--- Begin Document passage ---

As shown above, the data reveals a notable increase in the length of guest stays at resorts during the summer months compared to other seasons. This can be attributed to several factors, such as summer vacations, school breaks, and a higher demand for leisure activities. The extended duration of stays positively impacts the performance of resorts, contributing to their superior performance during this time.

  • Argument 2:
    The Average Daily Rate (ADR) functions as an indicator of a hotel’s performance and profits. ADR helps hotel owners gain insight into the average rate of roomsales over a period of time.

    Another compelling argument supporting the perspective that resorts excel during the summer is the substantial difference in the ADR between resorts and city hotels. The figures below present the ADR comparison between the two types of accommodations.

Hide code cell source
# Visualization 2: ADR for city and resort hotel, also per month
# box plot of adr for city and resort hotels
fig = px.box(combined_data, x='Hotel Type', y='adr', title='<b>Visualization 2: Comparison of ADR for a City and a Resort Hotel</b>')
fig.update_yaxes(
    title='<b>Average Daily Rate in euros</b>', secondary_y=False
)
fig.update_xaxes(title='<b>Hotel Type</b>')
fig.show()

*Figure 2: The x-axis shows the hotel type and the y-axis shows the ADR in euros. In this boxplot you can see that the ADR for the city hotel stays consistent with minimal outliers. The resort hotel’s box is bigger with a high maximum and low minimum, indicating larger fluctuation.

Hide code cell source
# ADR for city hotels per month
trace1 = go.Bar(
    x = cdf_sorted['Month_Year'],
    y = cdf_sorted['adr'],
    name='City Hotel',
    marker=dict(color='rgb(102,194,165)')
)

# ADR for resort hotels per month
trace2 = go.Bar(
    x = rdf_sorted['Month_Year'],
    y = rdf_sorted['adr'],
    name='Resort Hotel',
    marker=dict(color='rgb(255, 141, 98)')
)

# combine traces
data = [trace1, trace2]

# set layout of bar plot
layout = go.Layout(
    title='<b>Visualization 2: Comparison of ADR for a City and a Resort Hotel per month</b>',
    xaxis=go.layout.XAxis(
        title='<b>Month and Year</b>',
        type='category'
    ),
    yaxis=go.layout.YAxis(
        title='<b>Average Daily Rate in euros</b>',
    ),
    barmode='group',
)

go.Figure(data=data, layout=layout).show()

*Figure 3: On the x-axis the months and years are represented, and on the y-axis the ADR. In this bar chart you can see that the high maxima from the boxplot stem from the summer seasons.

Both figures clearly demonstrate that resorts command a significantly higher ADR during the summer months compared to city hotels. This suggests that guests are willing to spend more on accommodations when visiting resorts, indicating a higher level of demand and attractiveness. The increased ADR contributes to the financial success of resorts during the summer season.

  • Argument 3:
    One of the arguments supporting the perspective is that resort hotels receive relatively more bookings during summer months than other months compared to city hotels. This argument can be supported by a violin plot, shown below:

Hide code cell source
# Visualization 3: Total number of bookings per month per type of hotel
# month order for plot
month_order = ['December', 'November', 'October', 'September', 'August', 'July', 'June', 'May', 'April', 'March', 'February', 'January']
fig2 = go.Figure()

--- End Document passage ---

**Required work:**
a - In the hotel analysis passage, where do the high maxima in the boxplot come from, according to Figure 3?
b - Print the hotel analysis passage starting at "# set layout" and ending at "go.Figure(data=data, layout=layout).show()".
Rely on the hotel analysis passage alone.

--- Begin Data provided ---

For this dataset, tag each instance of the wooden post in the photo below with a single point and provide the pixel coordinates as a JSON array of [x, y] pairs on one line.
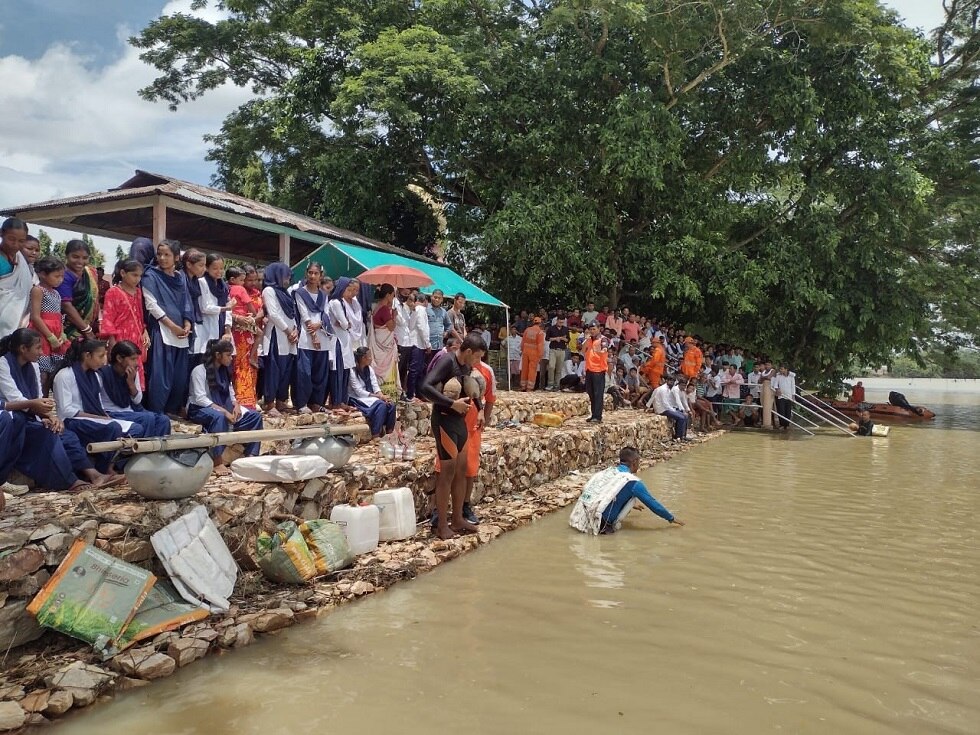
[[159, 221]]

--- End Data provided ---

**Final results:**
a - They come from the summer seasons.

b -
# set layout of bar plot
layout = go.Layout(
    title='<b>Visualization 2: Comparison of ADR for a City and a Resort Hotel per month</b>',
    xaxis=go.layout.XAxis(
        title='<b>Month and Year</b>',
        type='category'
    ),
    yaxis=go.layout.YAxis(
        title='<b>Average Daily Rate in euros</b>',
    ),
    barmode='group',
)

go.Figure(data=data, layout=layout).show()